Stored records
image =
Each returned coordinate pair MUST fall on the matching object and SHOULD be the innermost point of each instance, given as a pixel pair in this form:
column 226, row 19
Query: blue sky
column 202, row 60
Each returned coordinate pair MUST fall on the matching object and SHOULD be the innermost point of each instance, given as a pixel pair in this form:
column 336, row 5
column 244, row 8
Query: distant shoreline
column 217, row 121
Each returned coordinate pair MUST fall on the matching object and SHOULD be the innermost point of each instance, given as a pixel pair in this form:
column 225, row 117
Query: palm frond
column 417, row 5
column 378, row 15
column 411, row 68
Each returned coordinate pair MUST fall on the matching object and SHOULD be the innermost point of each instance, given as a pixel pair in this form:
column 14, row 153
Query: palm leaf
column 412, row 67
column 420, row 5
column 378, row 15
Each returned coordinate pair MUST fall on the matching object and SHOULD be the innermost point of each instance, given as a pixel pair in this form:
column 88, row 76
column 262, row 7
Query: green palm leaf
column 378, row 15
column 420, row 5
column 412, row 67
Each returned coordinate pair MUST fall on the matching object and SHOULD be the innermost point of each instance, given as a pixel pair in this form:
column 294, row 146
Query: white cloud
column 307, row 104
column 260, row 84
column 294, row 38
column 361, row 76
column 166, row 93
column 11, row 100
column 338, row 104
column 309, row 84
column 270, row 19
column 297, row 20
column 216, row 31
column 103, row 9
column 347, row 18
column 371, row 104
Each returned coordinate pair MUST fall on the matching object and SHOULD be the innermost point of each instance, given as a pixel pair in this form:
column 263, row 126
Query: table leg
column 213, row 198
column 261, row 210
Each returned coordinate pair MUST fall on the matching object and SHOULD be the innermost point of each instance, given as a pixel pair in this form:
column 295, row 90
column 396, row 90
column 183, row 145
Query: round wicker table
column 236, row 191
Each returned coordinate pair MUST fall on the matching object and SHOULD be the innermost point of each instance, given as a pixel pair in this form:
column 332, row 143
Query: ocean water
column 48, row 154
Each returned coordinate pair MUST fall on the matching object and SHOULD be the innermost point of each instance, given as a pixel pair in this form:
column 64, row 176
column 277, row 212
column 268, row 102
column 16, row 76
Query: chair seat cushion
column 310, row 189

PROBLEM
Keeping every character as it is, restate the lines above that run from the line with "column 225, row 117" through the line with "column 262, row 7", both included, and nothing else.

TASK OUTPUT
column 225, row 117
Query: palm frond
column 417, row 5
column 378, row 15
column 411, row 68
Each returned coordinate pair MUST fall on the matching object and SHOULD be the innermost point of each instance, given as a pixel pair in this form:
column 14, row 153
Query: palm leaf
column 412, row 67
column 420, row 5
column 378, row 15
Each returned coordinate pair MUST fall on the matching object and SHOULD be the innermost point of each instance, given as a pixel pair in this form:
column 88, row 76
column 262, row 7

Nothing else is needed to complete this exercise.